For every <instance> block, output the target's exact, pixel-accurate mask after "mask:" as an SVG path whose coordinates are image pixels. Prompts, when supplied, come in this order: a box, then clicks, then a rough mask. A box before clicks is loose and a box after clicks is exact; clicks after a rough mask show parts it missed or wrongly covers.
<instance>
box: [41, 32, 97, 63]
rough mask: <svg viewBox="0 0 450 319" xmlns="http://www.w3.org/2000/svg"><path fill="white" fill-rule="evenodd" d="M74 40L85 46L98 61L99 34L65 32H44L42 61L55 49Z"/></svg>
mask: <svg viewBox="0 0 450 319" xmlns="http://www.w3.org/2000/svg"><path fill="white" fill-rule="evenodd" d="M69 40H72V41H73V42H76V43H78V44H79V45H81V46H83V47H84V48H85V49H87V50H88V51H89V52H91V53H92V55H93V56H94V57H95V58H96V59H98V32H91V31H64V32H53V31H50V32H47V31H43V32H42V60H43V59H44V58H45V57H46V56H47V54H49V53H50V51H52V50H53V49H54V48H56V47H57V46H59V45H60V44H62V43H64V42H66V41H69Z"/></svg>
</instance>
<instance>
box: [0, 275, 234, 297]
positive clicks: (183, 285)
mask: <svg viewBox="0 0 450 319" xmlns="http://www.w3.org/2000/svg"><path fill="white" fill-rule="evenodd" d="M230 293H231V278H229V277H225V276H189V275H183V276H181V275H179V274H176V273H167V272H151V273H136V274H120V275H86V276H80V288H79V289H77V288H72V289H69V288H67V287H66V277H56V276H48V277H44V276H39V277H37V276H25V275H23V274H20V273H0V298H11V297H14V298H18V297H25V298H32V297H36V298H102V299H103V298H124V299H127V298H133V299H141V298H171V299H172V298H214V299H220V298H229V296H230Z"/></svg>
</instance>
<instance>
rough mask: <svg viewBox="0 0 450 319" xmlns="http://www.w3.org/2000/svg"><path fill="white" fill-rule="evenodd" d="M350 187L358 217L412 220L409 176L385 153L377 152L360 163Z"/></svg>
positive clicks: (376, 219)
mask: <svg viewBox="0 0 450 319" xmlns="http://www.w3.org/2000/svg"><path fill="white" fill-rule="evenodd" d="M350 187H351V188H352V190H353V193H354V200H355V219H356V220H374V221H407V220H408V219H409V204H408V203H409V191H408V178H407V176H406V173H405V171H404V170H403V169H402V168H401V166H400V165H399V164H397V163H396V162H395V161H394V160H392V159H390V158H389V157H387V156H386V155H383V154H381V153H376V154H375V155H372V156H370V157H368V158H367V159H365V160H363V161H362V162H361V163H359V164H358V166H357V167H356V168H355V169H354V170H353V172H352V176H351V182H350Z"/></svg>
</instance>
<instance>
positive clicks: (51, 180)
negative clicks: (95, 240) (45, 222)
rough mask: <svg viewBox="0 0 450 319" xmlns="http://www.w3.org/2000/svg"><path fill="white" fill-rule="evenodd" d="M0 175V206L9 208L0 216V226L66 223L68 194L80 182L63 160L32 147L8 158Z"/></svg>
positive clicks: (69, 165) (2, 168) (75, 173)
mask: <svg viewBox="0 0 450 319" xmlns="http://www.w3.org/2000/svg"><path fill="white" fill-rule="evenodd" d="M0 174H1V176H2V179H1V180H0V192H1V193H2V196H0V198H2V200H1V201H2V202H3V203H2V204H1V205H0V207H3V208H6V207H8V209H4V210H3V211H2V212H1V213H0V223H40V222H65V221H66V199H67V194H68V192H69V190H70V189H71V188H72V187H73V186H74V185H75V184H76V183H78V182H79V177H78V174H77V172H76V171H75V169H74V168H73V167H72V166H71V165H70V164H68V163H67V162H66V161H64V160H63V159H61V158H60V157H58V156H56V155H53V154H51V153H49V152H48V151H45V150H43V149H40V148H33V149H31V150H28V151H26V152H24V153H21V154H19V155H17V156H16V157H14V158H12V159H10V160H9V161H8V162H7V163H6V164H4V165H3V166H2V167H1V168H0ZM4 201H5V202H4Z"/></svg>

****************

The task:
Render all of the material above as a numbered list, one line per item, with any blank lines left out.

Solution for this task:
1. For every <instance> block, output the target's exact, pixel-accurate mask after "mask:" as an SVG path whose coordinates are image pixels. Prompts, when supplied, come in this order: a box, then clicks, then a rough mask. A box before clicks is loose and a box after clicks is exact; clicks after a rough mask show parts it missed or wrongly covers.
2. <instance>
3. box: [41, 32, 97, 63]
4. rough mask: <svg viewBox="0 0 450 319" xmlns="http://www.w3.org/2000/svg"><path fill="white" fill-rule="evenodd" d="M74 40L85 46L98 61L99 34L65 32H44L42 61L55 49Z"/></svg>
5. mask: <svg viewBox="0 0 450 319" xmlns="http://www.w3.org/2000/svg"><path fill="white" fill-rule="evenodd" d="M69 40H72V41H73V42H76V43H78V44H79V45H81V46H83V47H84V48H85V49H87V50H88V51H89V52H91V53H92V55H93V56H94V57H95V58H96V59H98V32H91V31H64V32H53V31H50V32H47V31H43V32H42V60H43V59H44V58H45V57H46V56H47V54H49V53H50V51H52V50H53V49H54V48H56V47H57V46H59V45H60V44H62V43H64V42H66V41H69Z"/></svg>
6. </instance>
7. <instance>
8. box: [0, 275, 234, 297]
9. positive clicks: (183, 285)
10. mask: <svg viewBox="0 0 450 319" xmlns="http://www.w3.org/2000/svg"><path fill="white" fill-rule="evenodd" d="M230 293H231V278H229V277H225V276H189V275H183V276H181V275H179V274H176V273H167V272H151V273H136V274H120V275H86V276H80V288H79V289H77V288H72V289H69V288H67V287H66V277H56V276H48V277H44V276H39V277H37V276H25V275H23V274H20V273H0V298H11V297H14V298H18V297H25V298H32V297H36V298H102V299H103V298H124V299H127V298H133V299H141V298H171V299H172V298H214V299H220V298H229V296H230Z"/></svg>
11. </instance>
12. <instance>
13. rough mask: <svg viewBox="0 0 450 319" xmlns="http://www.w3.org/2000/svg"><path fill="white" fill-rule="evenodd" d="M350 187L358 217L412 220L409 176L385 153L377 152L360 163Z"/></svg>
14. positive clicks: (376, 219)
15. mask: <svg viewBox="0 0 450 319" xmlns="http://www.w3.org/2000/svg"><path fill="white" fill-rule="evenodd" d="M350 187H351V188H352V190H353V193H354V200H355V219H356V220H374V221H407V220H408V219H409V204H408V203H409V191H408V178H407V176H406V173H405V171H404V170H403V169H402V168H401V166H400V165H399V164H397V163H396V162H395V161H394V160H392V159H390V158H389V157H387V156H386V155H383V154H381V153H376V154H375V155H372V156H370V157H368V158H367V159H365V160H363V161H362V162H361V163H359V164H358V166H357V167H356V168H355V169H354V170H353V172H352V176H351V182H350Z"/></svg>
16. </instance>
17. <instance>
18. positive clicks: (51, 180)
19. negative clicks: (95, 240) (45, 222)
20. rough mask: <svg viewBox="0 0 450 319" xmlns="http://www.w3.org/2000/svg"><path fill="white" fill-rule="evenodd" d="M0 175V206L9 208L0 216V226L66 223L68 194L80 182L63 160L32 147L8 158Z"/></svg>
21. positive clicks: (69, 165) (2, 168) (75, 173)
22. mask: <svg viewBox="0 0 450 319" xmlns="http://www.w3.org/2000/svg"><path fill="white" fill-rule="evenodd" d="M0 174H1V176H2V179H1V180H0V192H1V193H2V196H0V198H2V200H1V201H2V202H3V203H2V204H1V205H0V207H3V208H6V207H8V209H4V210H3V211H2V212H1V213H0V223H40V222H65V221H66V199H67V194H68V192H69V190H70V189H71V188H72V187H73V186H74V185H75V184H76V183H78V182H79V177H78V174H77V172H76V171H75V169H74V168H73V167H72V166H71V165H70V164H68V163H67V162H66V161H64V160H63V159H61V158H60V157H58V156H56V155H53V154H51V153H49V152H48V151H45V150H43V149H40V148H33V149H31V150H28V151H26V152H24V153H21V154H19V155H17V156H16V157H14V158H12V159H10V160H9V161H8V162H7V163H6V164H4V165H3V166H2V167H1V168H0ZM4 201H5V202H4Z"/></svg>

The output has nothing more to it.